**TAAKOMSCHRIJVING:** Neem uit het materiaal het gedeelte over vanaf het begin tot en met de regel waarin "[20,79,54,94]" staat. Geef deze regels ongewijzigd weer.

==================================================

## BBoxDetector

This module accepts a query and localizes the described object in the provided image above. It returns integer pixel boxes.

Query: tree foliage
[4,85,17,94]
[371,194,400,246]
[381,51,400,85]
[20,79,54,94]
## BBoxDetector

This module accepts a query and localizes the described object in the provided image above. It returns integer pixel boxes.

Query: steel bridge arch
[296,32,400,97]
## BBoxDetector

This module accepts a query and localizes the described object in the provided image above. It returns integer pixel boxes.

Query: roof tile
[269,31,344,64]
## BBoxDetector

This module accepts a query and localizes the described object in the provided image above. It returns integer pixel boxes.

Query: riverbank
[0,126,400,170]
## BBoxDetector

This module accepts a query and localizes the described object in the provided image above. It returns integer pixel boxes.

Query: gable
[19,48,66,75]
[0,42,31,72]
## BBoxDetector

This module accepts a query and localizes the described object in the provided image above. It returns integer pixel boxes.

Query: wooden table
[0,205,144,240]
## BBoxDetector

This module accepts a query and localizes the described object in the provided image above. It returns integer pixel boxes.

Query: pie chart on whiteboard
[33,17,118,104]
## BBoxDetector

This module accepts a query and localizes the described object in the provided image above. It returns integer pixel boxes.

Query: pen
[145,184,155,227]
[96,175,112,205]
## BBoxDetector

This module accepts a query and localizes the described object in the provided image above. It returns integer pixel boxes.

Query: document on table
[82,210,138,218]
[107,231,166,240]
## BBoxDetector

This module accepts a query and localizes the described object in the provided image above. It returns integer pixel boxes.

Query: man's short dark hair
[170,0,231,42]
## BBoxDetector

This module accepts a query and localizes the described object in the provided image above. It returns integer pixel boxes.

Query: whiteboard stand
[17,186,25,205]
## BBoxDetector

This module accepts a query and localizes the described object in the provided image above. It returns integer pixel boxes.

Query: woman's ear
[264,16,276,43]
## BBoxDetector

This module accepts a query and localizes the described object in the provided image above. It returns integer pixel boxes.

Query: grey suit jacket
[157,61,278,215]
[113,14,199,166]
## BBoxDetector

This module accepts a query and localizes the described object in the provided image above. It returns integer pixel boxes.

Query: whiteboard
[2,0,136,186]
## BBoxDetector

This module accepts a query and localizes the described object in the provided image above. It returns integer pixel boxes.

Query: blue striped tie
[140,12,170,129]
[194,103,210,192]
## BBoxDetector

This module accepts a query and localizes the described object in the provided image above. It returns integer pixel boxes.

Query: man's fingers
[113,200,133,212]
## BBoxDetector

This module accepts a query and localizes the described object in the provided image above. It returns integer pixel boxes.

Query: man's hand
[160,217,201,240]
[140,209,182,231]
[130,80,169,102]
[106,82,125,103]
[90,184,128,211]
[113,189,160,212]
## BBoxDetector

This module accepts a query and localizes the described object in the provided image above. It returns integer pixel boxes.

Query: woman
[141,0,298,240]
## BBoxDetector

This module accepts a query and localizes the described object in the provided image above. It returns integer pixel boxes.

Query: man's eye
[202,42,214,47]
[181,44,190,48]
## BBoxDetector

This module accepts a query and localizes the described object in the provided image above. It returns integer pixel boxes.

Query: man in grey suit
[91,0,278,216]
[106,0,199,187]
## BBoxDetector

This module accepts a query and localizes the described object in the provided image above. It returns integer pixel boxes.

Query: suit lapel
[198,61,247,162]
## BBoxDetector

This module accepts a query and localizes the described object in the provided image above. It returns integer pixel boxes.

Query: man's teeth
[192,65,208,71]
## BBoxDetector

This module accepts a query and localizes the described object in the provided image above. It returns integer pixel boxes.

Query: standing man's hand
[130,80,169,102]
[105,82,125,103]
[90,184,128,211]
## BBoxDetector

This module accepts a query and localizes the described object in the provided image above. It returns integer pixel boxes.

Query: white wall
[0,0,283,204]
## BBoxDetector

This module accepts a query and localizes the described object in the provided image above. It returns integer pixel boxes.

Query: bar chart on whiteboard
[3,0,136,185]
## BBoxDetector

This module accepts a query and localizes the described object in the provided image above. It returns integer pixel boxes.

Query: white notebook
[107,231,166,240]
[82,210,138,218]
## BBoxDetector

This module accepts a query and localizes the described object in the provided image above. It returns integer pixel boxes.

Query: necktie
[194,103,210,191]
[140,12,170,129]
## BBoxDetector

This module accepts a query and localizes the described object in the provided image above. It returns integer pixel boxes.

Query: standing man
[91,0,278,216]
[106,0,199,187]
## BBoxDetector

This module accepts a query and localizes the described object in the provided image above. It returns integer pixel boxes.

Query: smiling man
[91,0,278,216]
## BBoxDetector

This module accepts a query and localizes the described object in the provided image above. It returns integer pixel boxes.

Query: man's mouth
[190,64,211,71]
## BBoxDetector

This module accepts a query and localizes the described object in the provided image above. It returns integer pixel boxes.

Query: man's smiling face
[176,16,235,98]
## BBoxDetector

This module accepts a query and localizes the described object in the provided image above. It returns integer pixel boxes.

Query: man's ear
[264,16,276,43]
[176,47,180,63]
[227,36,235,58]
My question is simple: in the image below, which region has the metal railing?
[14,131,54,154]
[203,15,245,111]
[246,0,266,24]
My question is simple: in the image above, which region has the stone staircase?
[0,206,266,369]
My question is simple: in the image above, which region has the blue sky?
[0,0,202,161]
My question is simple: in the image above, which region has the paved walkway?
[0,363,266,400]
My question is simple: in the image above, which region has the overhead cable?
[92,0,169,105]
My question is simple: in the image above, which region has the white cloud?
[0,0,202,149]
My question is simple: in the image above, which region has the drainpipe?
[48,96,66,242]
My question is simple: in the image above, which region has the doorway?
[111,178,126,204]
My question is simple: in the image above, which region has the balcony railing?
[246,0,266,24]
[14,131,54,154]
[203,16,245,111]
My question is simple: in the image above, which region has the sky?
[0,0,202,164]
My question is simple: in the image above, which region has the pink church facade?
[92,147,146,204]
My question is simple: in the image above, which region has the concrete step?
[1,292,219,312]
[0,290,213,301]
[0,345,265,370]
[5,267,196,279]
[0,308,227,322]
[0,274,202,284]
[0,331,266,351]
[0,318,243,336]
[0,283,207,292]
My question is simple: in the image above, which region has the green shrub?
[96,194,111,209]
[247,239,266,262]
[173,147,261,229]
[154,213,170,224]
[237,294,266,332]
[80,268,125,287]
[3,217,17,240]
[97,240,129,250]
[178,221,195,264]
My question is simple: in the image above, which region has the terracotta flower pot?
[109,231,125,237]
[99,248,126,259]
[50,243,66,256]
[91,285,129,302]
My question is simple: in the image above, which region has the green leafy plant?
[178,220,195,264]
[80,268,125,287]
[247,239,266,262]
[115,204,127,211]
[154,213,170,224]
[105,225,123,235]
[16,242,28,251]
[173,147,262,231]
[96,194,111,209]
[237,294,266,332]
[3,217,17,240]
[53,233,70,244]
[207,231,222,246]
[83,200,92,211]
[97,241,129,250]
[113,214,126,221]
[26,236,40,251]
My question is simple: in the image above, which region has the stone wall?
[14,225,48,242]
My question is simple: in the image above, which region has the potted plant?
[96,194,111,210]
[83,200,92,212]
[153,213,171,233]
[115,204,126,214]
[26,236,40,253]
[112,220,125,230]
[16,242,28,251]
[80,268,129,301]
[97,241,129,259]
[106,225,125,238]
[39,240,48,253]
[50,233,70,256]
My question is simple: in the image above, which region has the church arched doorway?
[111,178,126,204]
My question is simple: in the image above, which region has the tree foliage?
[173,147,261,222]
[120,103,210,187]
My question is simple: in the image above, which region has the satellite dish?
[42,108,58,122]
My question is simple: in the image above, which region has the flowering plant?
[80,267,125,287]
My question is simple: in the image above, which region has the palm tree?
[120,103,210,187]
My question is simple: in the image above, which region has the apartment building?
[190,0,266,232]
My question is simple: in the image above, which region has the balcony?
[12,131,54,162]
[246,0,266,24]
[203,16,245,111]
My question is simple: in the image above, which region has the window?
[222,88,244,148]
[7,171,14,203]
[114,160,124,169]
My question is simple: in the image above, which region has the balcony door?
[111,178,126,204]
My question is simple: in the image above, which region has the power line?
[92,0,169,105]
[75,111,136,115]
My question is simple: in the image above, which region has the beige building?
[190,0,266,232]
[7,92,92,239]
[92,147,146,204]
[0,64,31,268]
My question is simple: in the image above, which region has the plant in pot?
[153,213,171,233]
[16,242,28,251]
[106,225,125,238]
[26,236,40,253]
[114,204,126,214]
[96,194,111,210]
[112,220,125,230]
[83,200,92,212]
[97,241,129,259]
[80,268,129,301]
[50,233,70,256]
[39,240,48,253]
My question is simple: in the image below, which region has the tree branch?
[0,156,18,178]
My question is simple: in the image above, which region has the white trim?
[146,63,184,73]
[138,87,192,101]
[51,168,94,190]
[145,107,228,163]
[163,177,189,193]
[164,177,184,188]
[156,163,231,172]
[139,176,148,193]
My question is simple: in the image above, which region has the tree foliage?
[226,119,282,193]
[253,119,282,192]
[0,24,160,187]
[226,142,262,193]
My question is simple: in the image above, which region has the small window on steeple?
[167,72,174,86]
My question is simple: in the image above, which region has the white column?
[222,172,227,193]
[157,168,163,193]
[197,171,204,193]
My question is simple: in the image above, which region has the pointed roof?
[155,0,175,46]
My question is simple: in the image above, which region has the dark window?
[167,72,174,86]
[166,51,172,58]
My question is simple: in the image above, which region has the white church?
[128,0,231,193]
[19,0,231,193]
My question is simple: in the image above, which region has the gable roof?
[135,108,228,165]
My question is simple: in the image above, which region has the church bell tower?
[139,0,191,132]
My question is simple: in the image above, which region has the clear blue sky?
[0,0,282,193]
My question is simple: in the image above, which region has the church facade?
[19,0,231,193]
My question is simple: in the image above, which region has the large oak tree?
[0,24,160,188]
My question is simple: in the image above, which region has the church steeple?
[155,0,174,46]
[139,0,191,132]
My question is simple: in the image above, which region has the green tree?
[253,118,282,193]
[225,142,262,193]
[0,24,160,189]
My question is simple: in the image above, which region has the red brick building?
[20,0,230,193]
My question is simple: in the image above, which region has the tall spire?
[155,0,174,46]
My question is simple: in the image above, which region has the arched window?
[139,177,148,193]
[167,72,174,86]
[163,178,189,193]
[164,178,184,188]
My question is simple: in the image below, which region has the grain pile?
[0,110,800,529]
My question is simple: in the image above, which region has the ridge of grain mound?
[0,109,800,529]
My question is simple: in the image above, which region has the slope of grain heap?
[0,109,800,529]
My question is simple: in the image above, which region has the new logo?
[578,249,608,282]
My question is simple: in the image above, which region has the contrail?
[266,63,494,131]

==================================================

**ANTWOORD OEFENING:**
## BBoxDetector

This module accepts a query and localizes the described object in the provided image above. It returns integer pixel boxes.

Query: tree foliage
[4,85,17,94]
[371,194,400,246]
[381,51,400,85]
[20,79,54,94]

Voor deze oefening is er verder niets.